───── EXTRAIT DU TEXTE ─────

Pierre Varignon (1654 - 1722)


Le contenu du Traité de dynamique


    La lecture des Opuscules mathématiques de D'Alembert apparaît bien complexe, tant par le contenu que par le caractère parfois décousu de la rédaction, l'auteur donnant l'impression d'écrire au fil de l'inspiration, avec ce caractère brouillon inhérent à la recherche. Le Traité de dynamique est d'une toute autre nature : certes, la complexité est bien là, mais la rédaction est cohérente avec un ordre de progression allant des principes premiers –des éléments de mécaniques- à l'énoncé d'un principe fondamental et son application.

    Le livre s'ouvre par un "Discours préliminaire" – "Préface" dans l'édition de 1743 -, contient quelques "Définitions et Notions préliminaires"(incluant la définition du "Corps"comme "étendue impénétrable"), puis se compose de deux parties. La première s'intitule "Lois générales du mouvement & de l'équilibre des Corps" et contient la démonstrations des "principes" sur lesquels D'Alembert entend fonder une "science claire". La seconde, "Principe général pour trouver le Mouvement de plusieurs Corps qui agissent les uns sur les autres d'une manière quelconque ; avec plusieurs applications de ce Principe", comprend l'énoncé du principe dit de D'Alembert (une telle appellation semble postérieure au 18ème siècle) et son application à 14 problèmes.

───── EXTRAITS DU CORPUS ─────

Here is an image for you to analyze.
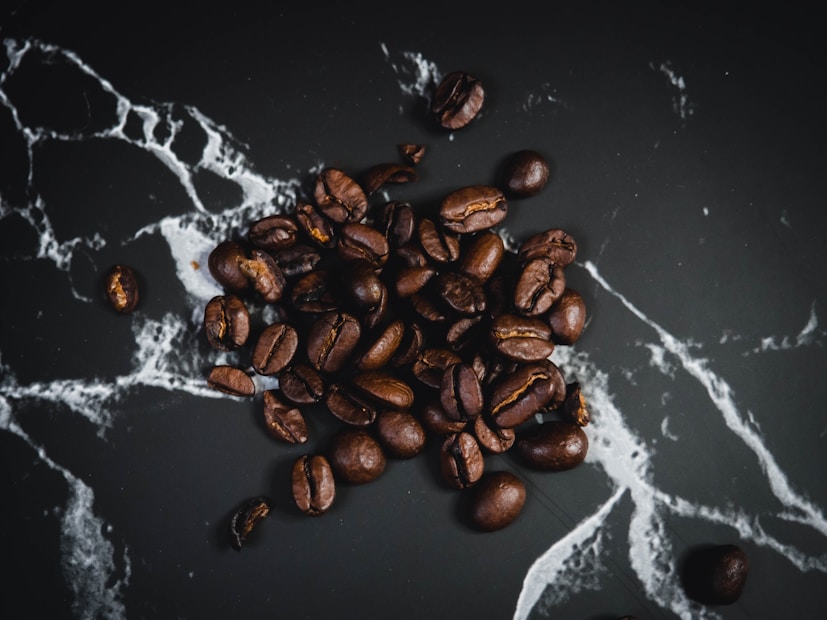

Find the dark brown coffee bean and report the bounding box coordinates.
[439,363,485,421]
[328,427,387,484]
[263,390,308,444]
[230,497,270,551]
[313,168,368,224]
[469,471,526,532]
[416,217,460,263]
[252,322,299,375]
[204,293,250,351]
[439,431,485,489]
[546,288,586,345]
[488,362,554,428]
[104,265,140,314]
[207,364,256,396]
[376,409,427,459]
[514,420,589,471]
[439,185,508,234]
[307,311,362,372]
[514,258,566,316]
[291,454,336,517]
[490,314,554,362]
[518,228,577,268]
[503,149,549,198]
[363,163,419,196]
[247,215,299,252]
[431,71,485,130]
[459,230,505,283]
[324,383,379,426]
[351,370,414,410]
[278,363,325,405]
[337,222,390,269]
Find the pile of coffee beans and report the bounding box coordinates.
[210,72,590,549]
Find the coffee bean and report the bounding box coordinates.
[431,71,485,129]
[291,454,336,517]
[470,471,526,532]
[104,265,140,314]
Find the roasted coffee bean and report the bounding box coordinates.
[356,319,405,371]
[518,228,577,268]
[263,390,308,443]
[473,415,517,454]
[416,217,460,263]
[313,168,368,224]
[488,362,554,428]
[352,370,414,410]
[514,420,589,471]
[439,431,485,489]
[252,322,299,375]
[362,163,419,196]
[207,364,256,396]
[307,311,362,372]
[469,471,526,532]
[376,409,427,459]
[459,230,505,283]
[514,258,566,316]
[439,185,508,234]
[230,497,270,551]
[104,265,140,314]
[328,427,387,484]
[295,201,336,248]
[291,454,336,517]
[431,71,485,130]
[503,149,549,198]
[435,271,486,316]
[490,314,554,362]
[324,383,379,426]
[546,287,586,345]
[247,215,299,252]
[204,293,250,351]
[439,363,485,421]
[278,363,325,405]
[337,222,390,269]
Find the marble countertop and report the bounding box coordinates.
[0,2,827,620]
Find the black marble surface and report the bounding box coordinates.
[0,1,827,620]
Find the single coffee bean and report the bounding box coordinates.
[363,163,419,196]
[488,362,554,428]
[313,168,368,224]
[439,431,485,489]
[291,454,336,517]
[230,497,270,551]
[252,322,299,375]
[376,409,427,459]
[514,258,566,316]
[518,228,577,268]
[439,185,508,234]
[470,471,526,532]
[490,314,554,362]
[514,420,589,471]
[278,362,325,405]
[306,311,362,372]
[247,215,299,252]
[546,287,586,345]
[503,149,549,198]
[431,71,485,129]
[104,265,139,314]
[204,293,250,351]
[324,383,379,426]
[207,364,256,396]
[328,427,387,484]
[263,390,308,444]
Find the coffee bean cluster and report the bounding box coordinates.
[213,72,590,549]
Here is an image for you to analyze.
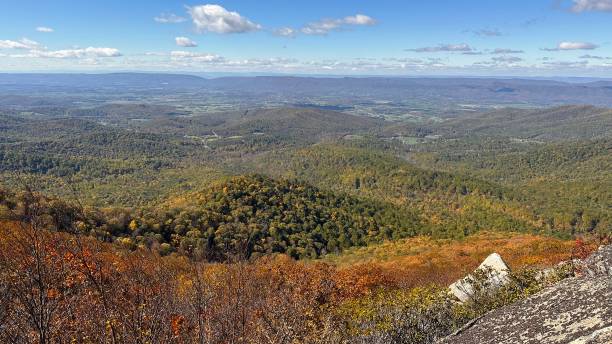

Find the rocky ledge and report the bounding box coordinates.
[441,245,612,344]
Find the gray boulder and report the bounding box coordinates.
[448,253,510,302]
[441,246,612,344]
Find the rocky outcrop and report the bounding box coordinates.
[448,253,510,302]
[442,246,612,344]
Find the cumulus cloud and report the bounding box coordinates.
[580,54,610,60]
[491,48,524,54]
[491,56,523,63]
[174,37,198,48]
[300,14,376,36]
[170,50,225,63]
[542,42,598,51]
[472,29,503,37]
[153,13,187,24]
[406,43,474,53]
[36,26,53,33]
[29,47,121,59]
[188,4,261,33]
[0,38,41,50]
[274,27,297,37]
[571,0,612,13]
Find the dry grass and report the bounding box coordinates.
[323,232,575,287]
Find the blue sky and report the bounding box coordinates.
[0,0,612,77]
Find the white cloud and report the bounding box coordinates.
[300,14,376,35]
[189,4,261,33]
[406,43,474,53]
[342,14,376,25]
[580,54,610,60]
[174,37,198,48]
[491,56,523,63]
[491,48,524,54]
[28,47,121,59]
[0,38,41,50]
[170,50,225,63]
[274,27,297,37]
[153,13,187,24]
[542,42,598,51]
[36,26,53,33]
[571,0,612,13]
[472,29,503,37]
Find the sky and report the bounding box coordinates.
[0,0,612,78]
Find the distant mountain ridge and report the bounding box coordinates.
[0,73,612,106]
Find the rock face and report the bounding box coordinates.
[442,246,612,344]
[448,253,510,302]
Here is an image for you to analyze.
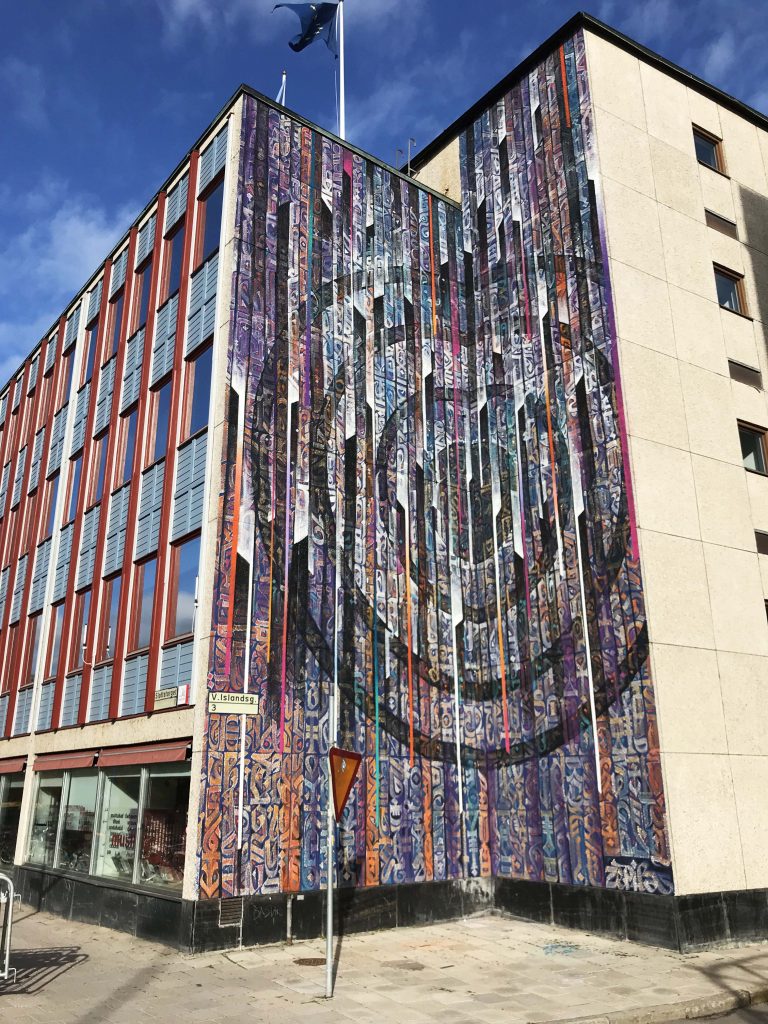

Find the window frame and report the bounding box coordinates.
[184,339,213,445]
[736,420,768,476]
[163,528,203,646]
[712,263,752,319]
[160,215,186,305]
[27,759,191,895]
[691,124,728,178]
[191,176,225,274]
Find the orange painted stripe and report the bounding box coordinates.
[406,528,414,764]
[560,46,570,128]
[224,437,243,675]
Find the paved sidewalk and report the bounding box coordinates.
[0,907,768,1024]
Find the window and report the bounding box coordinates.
[28,772,63,867]
[123,409,138,483]
[163,221,184,301]
[45,602,63,679]
[96,577,120,662]
[693,126,725,174]
[20,614,42,686]
[198,178,224,266]
[169,537,200,639]
[715,266,746,313]
[137,767,189,891]
[55,771,98,874]
[63,455,83,522]
[92,434,110,507]
[70,590,91,672]
[0,774,24,868]
[705,210,738,239]
[152,380,171,462]
[186,345,213,437]
[45,473,58,537]
[105,292,123,358]
[60,349,75,404]
[129,558,158,650]
[728,359,763,391]
[27,764,189,892]
[93,768,141,882]
[738,423,766,474]
[83,318,98,384]
[134,259,152,331]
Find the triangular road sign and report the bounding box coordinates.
[328,746,362,821]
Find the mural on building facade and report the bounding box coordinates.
[200,28,672,897]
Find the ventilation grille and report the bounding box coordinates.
[219,896,243,928]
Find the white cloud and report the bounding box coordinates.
[701,30,738,84]
[0,178,136,366]
[0,56,48,128]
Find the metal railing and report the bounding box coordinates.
[0,874,22,981]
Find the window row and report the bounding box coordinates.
[6,535,200,708]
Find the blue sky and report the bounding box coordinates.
[0,0,768,382]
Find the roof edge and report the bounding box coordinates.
[6,82,461,394]
[411,10,768,171]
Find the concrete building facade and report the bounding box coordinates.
[0,15,768,949]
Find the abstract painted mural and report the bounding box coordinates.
[200,28,672,898]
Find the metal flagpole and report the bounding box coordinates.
[338,0,347,139]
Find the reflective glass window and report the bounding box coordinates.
[93,768,141,882]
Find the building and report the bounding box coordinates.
[0,8,768,949]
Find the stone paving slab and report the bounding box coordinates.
[0,907,768,1024]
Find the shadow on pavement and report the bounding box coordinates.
[0,946,88,997]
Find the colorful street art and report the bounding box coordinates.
[200,28,672,898]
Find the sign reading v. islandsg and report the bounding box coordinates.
[208,693,259,715]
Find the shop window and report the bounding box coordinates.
[738,423,766,475]
[104,292,124,358]
[137,767,189,892]
[0,774,24,868]
[122,409,138,483]
[186,345,213,437]
[715,266,746,315]
[197,178,224,266]
[168,537,200,640]
[128,558,157,650]
[163,221,184,301]
[83,317,98,384]
[93,768,141,882]
[96,575,120,662]
[693,125,725,174]
[56,771,98,874]
[28,772,63,867]
[152,380,171,462]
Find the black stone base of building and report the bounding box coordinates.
[13,866,768,952]
[494,878,768,952]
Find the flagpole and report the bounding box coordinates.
[339,0,347,139]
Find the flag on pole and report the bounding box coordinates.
[272,3,339,57]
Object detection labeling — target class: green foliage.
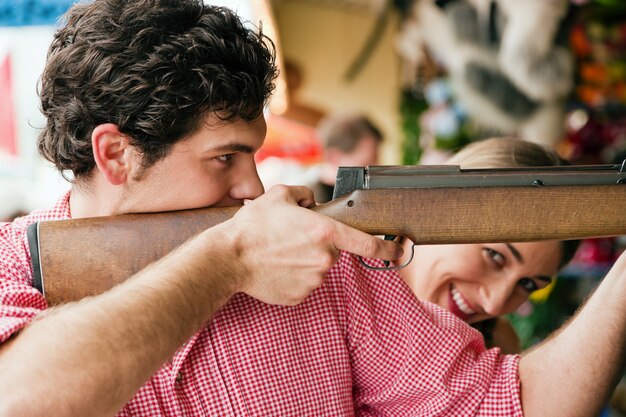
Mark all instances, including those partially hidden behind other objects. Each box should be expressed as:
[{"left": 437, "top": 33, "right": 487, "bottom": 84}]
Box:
[{"left": 400, "top": 89, "right": 428, "bottom": 165}]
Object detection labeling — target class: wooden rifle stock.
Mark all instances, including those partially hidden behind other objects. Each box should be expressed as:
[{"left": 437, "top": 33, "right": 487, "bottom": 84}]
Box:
[{"left": 29, "top": 164, "right": 626, "bottom": 305}]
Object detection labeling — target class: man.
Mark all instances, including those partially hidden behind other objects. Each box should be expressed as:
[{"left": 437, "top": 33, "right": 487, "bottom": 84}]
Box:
[
  {"left": 311, "top": 114, "right": 383, "bottom": 203},
  {"left": 0, "top": 0, "right": 626, "bottom": 416}
]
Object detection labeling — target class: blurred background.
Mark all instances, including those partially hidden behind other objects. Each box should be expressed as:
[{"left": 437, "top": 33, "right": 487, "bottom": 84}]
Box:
[{"left": 0, "top": 0, "right": 626, "bottom": 415}]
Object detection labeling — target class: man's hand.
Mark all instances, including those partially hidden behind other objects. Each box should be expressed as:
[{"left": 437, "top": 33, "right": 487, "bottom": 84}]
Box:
[{"left": 229, "top": 186, "right": 402, "bottom": 305}]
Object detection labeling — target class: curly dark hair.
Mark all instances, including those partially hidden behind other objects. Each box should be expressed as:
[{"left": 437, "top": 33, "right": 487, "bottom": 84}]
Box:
[{"left": 38, "top": 0, "right": 277, "bottom": 178}]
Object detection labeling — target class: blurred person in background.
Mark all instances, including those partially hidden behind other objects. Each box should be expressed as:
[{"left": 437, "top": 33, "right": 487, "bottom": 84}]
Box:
[{"left": 311, "top": 114, "right": 383, "bottom": 203}]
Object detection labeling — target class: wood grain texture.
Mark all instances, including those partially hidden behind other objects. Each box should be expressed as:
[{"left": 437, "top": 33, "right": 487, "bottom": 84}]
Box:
[{"left": 39, "top": 185, "right": 626, "bottom": 305}]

─────

■ **DÉFIS PROPOSÉS**:
**1.** Traduisez en anglais cette phrase de l'extrait sur le Traité de dynamique : « La lecture des Opuscules mathématiques de D'Alembert apparaît bien complexe, tant par le contenu que par le caractère parfois décousu de la rédaction, l'auteur donnant l'impression d'écrire au fil de l'inspiration, avec ce caractère brouillon inhérent à la recherche. »
**2.** Repérez dans les enregistrements chaque ligne contenant la chaîne « dark », en tenant compte de la casse, et recopiez-la.

■ **CORRIGÉS DES EXERCICES**:
**1.** Reading D'Alembert's Opuscules mathématiques seems quite complex, as much because of the content as because of the sometimes disjointed character of the writing, with the author giving the impression of writing as inspiration came, with that rough, unfinished quality inherent in research.

**2.**
Find the dark brown coffee bean and report the bounding box coordinates.
Object detection labeling — target class: curly dark hair.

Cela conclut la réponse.